### YOUR GOAL:
Write out the lines below with "record a point" swapped for "mark a point" wherever it occurs, keeping all else unchanged. Leave the pictures out of your answer.

------------------------------------------------

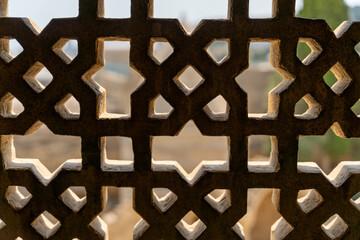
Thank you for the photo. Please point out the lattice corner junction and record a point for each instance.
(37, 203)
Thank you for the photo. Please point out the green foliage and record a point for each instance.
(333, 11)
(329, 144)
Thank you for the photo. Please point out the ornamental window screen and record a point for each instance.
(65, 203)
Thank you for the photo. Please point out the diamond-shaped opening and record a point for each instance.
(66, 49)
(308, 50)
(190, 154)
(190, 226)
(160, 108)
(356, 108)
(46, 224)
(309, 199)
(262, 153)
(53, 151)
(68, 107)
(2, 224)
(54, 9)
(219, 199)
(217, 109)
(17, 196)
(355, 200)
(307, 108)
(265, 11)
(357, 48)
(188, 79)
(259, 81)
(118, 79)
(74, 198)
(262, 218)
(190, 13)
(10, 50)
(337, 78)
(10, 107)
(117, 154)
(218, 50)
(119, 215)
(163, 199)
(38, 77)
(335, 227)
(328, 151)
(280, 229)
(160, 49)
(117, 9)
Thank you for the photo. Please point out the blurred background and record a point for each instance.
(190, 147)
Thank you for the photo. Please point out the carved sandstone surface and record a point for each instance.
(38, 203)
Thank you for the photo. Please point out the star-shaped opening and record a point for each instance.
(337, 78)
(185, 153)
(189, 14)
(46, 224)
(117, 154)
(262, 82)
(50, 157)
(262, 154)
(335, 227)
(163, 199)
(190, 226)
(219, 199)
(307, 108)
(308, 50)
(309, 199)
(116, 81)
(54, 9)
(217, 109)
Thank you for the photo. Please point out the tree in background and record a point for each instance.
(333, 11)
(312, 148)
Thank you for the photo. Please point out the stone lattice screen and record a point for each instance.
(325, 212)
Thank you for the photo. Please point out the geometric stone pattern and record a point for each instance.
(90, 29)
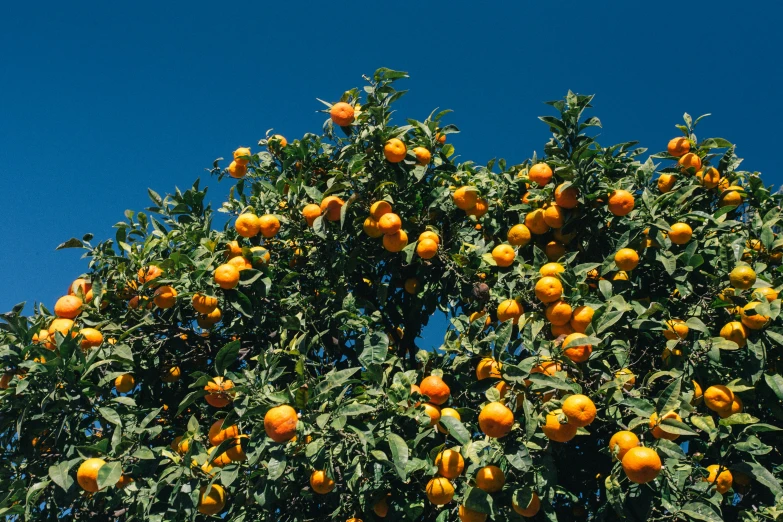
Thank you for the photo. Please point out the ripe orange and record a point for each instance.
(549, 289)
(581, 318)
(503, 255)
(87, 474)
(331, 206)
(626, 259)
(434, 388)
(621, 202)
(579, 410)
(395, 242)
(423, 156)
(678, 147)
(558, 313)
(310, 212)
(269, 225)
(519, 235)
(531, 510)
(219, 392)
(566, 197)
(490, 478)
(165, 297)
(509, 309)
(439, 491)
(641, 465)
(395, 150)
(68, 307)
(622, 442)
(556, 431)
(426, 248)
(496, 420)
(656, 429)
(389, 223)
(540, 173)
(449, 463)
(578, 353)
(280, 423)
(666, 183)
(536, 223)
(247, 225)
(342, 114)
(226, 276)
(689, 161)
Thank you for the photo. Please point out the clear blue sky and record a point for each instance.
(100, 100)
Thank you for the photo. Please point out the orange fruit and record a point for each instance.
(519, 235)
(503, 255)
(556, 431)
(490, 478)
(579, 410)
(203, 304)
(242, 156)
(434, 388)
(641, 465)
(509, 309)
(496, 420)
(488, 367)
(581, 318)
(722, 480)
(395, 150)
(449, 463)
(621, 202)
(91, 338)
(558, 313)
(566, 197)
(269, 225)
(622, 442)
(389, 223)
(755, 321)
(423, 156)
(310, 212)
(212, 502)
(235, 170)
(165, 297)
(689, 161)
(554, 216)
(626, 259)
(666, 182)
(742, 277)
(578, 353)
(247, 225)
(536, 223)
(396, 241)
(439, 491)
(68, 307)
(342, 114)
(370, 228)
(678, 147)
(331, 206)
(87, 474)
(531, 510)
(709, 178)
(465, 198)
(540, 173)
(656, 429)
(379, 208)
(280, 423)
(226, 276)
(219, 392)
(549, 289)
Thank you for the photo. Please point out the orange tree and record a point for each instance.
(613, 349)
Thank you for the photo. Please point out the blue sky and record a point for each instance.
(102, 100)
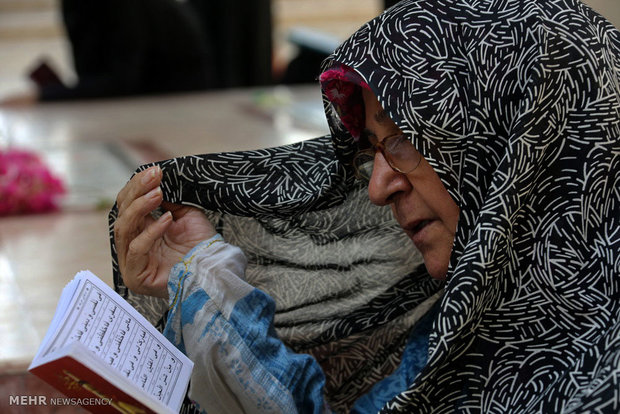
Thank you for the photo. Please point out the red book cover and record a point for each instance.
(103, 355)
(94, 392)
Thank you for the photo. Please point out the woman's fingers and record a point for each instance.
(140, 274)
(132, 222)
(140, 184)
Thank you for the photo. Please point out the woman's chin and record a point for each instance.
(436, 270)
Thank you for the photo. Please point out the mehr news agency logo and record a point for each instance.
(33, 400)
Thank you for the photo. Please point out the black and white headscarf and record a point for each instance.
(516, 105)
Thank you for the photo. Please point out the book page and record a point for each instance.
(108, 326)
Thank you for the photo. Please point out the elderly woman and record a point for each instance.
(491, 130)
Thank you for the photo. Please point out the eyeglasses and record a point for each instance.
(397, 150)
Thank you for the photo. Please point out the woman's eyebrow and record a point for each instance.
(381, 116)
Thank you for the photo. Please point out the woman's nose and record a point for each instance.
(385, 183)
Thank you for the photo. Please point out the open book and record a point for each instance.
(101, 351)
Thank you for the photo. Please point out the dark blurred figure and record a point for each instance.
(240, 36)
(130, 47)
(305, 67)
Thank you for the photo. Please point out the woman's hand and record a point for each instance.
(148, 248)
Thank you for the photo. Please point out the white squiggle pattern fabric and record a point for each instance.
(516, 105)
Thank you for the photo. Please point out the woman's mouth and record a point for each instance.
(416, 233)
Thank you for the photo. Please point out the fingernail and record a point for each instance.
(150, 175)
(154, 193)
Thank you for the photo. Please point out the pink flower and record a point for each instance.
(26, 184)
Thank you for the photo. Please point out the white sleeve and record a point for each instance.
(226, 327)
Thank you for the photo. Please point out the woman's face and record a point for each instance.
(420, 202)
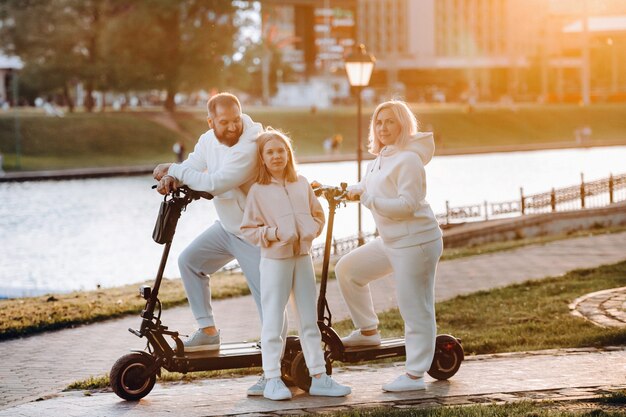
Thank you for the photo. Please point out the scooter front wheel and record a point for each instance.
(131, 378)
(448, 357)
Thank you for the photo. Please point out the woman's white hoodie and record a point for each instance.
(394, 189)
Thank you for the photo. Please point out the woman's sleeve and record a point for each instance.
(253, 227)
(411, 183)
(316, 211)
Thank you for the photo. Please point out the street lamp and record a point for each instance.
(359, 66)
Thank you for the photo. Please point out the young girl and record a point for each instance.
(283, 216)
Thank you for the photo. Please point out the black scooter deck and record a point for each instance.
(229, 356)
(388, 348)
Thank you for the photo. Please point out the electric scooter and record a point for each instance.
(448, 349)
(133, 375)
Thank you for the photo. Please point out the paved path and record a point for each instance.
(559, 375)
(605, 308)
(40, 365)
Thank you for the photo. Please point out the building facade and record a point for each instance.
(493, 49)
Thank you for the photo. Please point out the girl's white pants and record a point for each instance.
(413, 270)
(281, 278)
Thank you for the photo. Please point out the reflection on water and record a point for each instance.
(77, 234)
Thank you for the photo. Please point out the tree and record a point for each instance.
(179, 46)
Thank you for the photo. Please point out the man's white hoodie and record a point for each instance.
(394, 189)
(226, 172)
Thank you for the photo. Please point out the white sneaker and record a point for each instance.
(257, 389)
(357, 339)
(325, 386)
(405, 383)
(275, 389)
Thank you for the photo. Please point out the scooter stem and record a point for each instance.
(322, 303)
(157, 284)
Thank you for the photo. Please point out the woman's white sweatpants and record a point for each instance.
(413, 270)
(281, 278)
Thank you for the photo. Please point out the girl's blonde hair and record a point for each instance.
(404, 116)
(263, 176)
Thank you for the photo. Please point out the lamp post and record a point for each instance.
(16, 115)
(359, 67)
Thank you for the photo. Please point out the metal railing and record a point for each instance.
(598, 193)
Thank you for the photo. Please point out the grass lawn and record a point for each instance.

------------------------------------------------

### IN RESPONSE:
Thank you for the photo. Please point out the lattice corner junction and mark a point for each instance.
(37, 203)
Thank you for the photo. Please point out the green foliage and mark a point for each instance.
(333, 11)
(329, 144)
Thank you for the photo. Please point out the ornamental window screen and mark a point for each instance.
(65, 203)
Thank you for the photo. Please point out the diamond-shaped opening and mark a point for each instance.
(66, 49)
(308, 50)
(190, 154)
(190, 226)
(160, 108)
(356, 108)
(46, 224)
(309, 199)
(262, 153)
(53, 151)
(68, 107)
(2, 224)
(54, 9)
(219, 199)
(217, 109)
(17, 196)
(355, 200)
(307, 108)
(265, 11)
(357, 48)
(188, 79)
(259, 81)
(118, 79)
(74, 198)
(262, 218)
(190, 13)
(10, 50)
(337, 78)
(10, 107)
(117, 154)
(218, 50)
(119, 215)
(163, 199)
(38, 77)
(335, 227)
(328, 151)
(280, 229)
(160, 49)
(117, 9)
Thank you for the photo. Please point out the blurred background and mark a point for each instance.
(190, 147)
Thank you for the photo. Please point out the carved sandstone surface and mark a point for each instance.
(38, 203)
Thank you for the photo. Please point out the star-shaped opening and mark a point for each instance.
(337, 78)
(185, 153)
(189, 14)
(46, 224)
(117, 154)
(262, 82)
(50, 157)
(262, 154)
(335, 227)
(163, 199)
(190, 226)
(219, 199)
(307, 108)
(308, 50)
(309, 199)
(116, 81)
(54, 9)
(217, 109)
Thank you for the photo. Please point out the tree in background and mark a point for each instance.
(333, 11)
(312, 148)
Thank you for the photo. Please point out the stone lattice screen and mark a point for each instance.
(325, 212)
Thank you for the photo. Please point out the geometric stone pattern and mark a point for each instance.
(90, 29)
Thank you for the photo. Please point out the ripe orange and mark a point for each instance.
(549, 289)
(581, 318)
(503, 255)
(87, 474)
(331, 206)
(626, 259)
(434, 388)
(621, 202)
(579, 410)
(395, 242)
(423, 156)
(678, 147)
(558, 313)
(310, 212)
(269, 225)
(519, 235)
(531, 510)
(219, 392)
(566, 197)
(490, 478)
(165, 297)
(509, 309)
(439, 491)
(641, 465)
(395, 150)
(68, 307)
(622, 442)
(556, 431)
(426, 248)
(496, 420)
(656, 429)
(389, 223)
(540, 173)
(449, 463)
(578, 353)
(280, 423)
(666, 183)
(536, 223)
(247, 225)
(342, 114)
(226, 276)
(689, 161)
Thank you for the photo. Please point out the clear blue sky and mark a point for each instance.
(100, 100)
Thank you for the photo. Please point out the orange fruit and mark a point for each instance.
(519, 235)
(503, 255)
(556, 431)
(490, 478)
(579, 410)
(203, 304)
(242, 156)
(434, 388)
(641, 465)
(509, 309)
(496, 420)
(488, 367)
(581, 318)
(722, 480)
(395, 150)
(449, 463)
(621, 202)
(91, 338)
(558, 313)
(566, 197)
(269, 225)
(622, 442)
(389, 223)
(755, 321)
(423, 156)
(310, 212)
(212, 502)
(235, 170)
(165, 297)
(689, 161)
(554, 216)
(626, 259)
(666, 182)
(742, 277)
(578, 353)
(247, 225)
(536, 223)
(396, 241)
(439, 491)
(68, 307)
(342, 114)
(370, 228)
(678, 147)
(331, 206)
(87, 474)
(531, 510)
(709, 178)
(465, 198)
(540, 173)
(656, 429)
(379, 208)
(280, 423)
(226, 276)
(219, 392)
(549, 289)
Thank you for the photo. Please point out the orange tree and mark a point for each instance.
(613, 349)
Thank you for the photo. Please point out the blue sky and mark a point for each instance.
(102, 100)
Thank you for the photo. Please point out the red book cover and mark a point for each instance.
(103, 355)
(94, 392)
Thank you for the photo. Please point out the woman's fingers and mark a point for each instance.
(140, 274)
(132, 222)
(140, 184)
Thank you for the photo. Please point out the woman's chin and mark a point for each instance.
(436, 270)
Thank you for the photo. Please point out the mehr news agency logo and mark a point for each instance.
(33, 400)
Thank you for the photo. Please point out the black and white headscarf and mark a point for each instance.
(516, 105)
Thank you for the photo. Please point out the book page and mark a point for each instance.
(108, 326)
Thank you for the photo. Please point out the elderly woman and mark a point for each instance.
(491, 130)
Thank you for the photo. Please point out the eyeglasses and mark a point for each instance.
(397, 150)
Thank you for the photo. Please point out the woman's eyebrow and mark a point for each instance.
(381, 116)
Thank you for the photo. Please point out the woman's nose and mark a point for each instance.
(385, 183)
Thank you for the photo. Please point out the open book and mark a point for each instance.
(101, 351)
Thank you for the photo. Please point out the dark blurred figure and mark a point for each instance.
(240, 36)
(130, 47)
(305, 67)
Thank you for the photo. Please point out the woman's hand and mark a point for each instance.
(148, 248)
Thank you for the photo. Please point out the white squiggle pattern fabric and mark a point for each instance.
(516, 105)
Thank you for the photo. Please point out the woman's mouth and mark a point for each instance.
(416, 233)
Thank you for the photo. Please point out the fingernail and mark a point for each instance.
(150, 175)
(154, 193)
Thank you for the photo. Please point out the pink flower and mark a point for each instance.
(26, 184)
Thank you for the photo. Please point out the white sleeve and mark a point for each instance.
(226, 327)
Thank you for the photo. Please point out the woman's face and mark a point for each instance.
(420, 202)
Thank you for the photo. Please point out the scooter front wheel and mark a point for each instance.
(131, 378)
(448, 357)
Thank you for the photo. Please point out the woman's white hoodie and mark a point for each instance.
(394, 189)
Thank you for the photo. Please point out the woman's sleeve and mark a point for each instance.
(253, 227)
(411, 183)
(316, 211)
Thank you for the photo. Please point out the street lamp and mark a point for each instance.
(359, 66)
Thank you for the photo. Please point out the young girl and mark a point for each instance.
(283, 216)
Thank you for the photo. Please point out the black scooter deck and mark a point for each instance.
(229, 356)
(388, 348)
Thank you for the photo. Please point out the electric scooter and mark a point for each instance.
(448, 349)
(133, 375)
Thank you for the photo. Please point out the paved path and mark a point for each instance.
(559, 375)
(605, 308)
(40, 365)
Thank you for the photo. Please point out the building facade and mark a point for each instance.
(493, 49)
Thank you for the photo. Please point out the girl's white pants and mark a point for each instance.
(413, 270)
(281, 278)
Thank you for the photo. Please point out the reflection on water and mark a point for each instance.
(77, 234)
Thank you for the photo. Please point out the tree and mark a point for each instance.
(179, 46)
Thank you for the photo. Please point out the man's white hoodie and mark a point for each instance.
(394, 189)
(226, 172)
Thank you for the photo. Please point out the white sneaker and mark a point for each instance.
(257, 389)
(357, 339)
(325, 386)
(405, 383)
(275, 389)
Thank you for the photo. Please point out the scooter stem and mark a point for each instance.
(322, 303)
(157, 284)
Thank you for the photo. Please point out the woman's white sweatpants and mark a point for each instance.
(413, 270)
(281, 278)
Thank you for the photo. Please point out the girl's blonde hair and mark a point for each instance.
(404, 116)
(263, 176)
Thank you for the photo. Please point out the lamp post and mark a point for each instance.
(16, 115)
(359, 67)
Thank you for the photo. Please point out the metal railing and mark a point for each instance.
(598, 193)
Thank you for the photo. Please point out the grass lawn and mark a point for each instance.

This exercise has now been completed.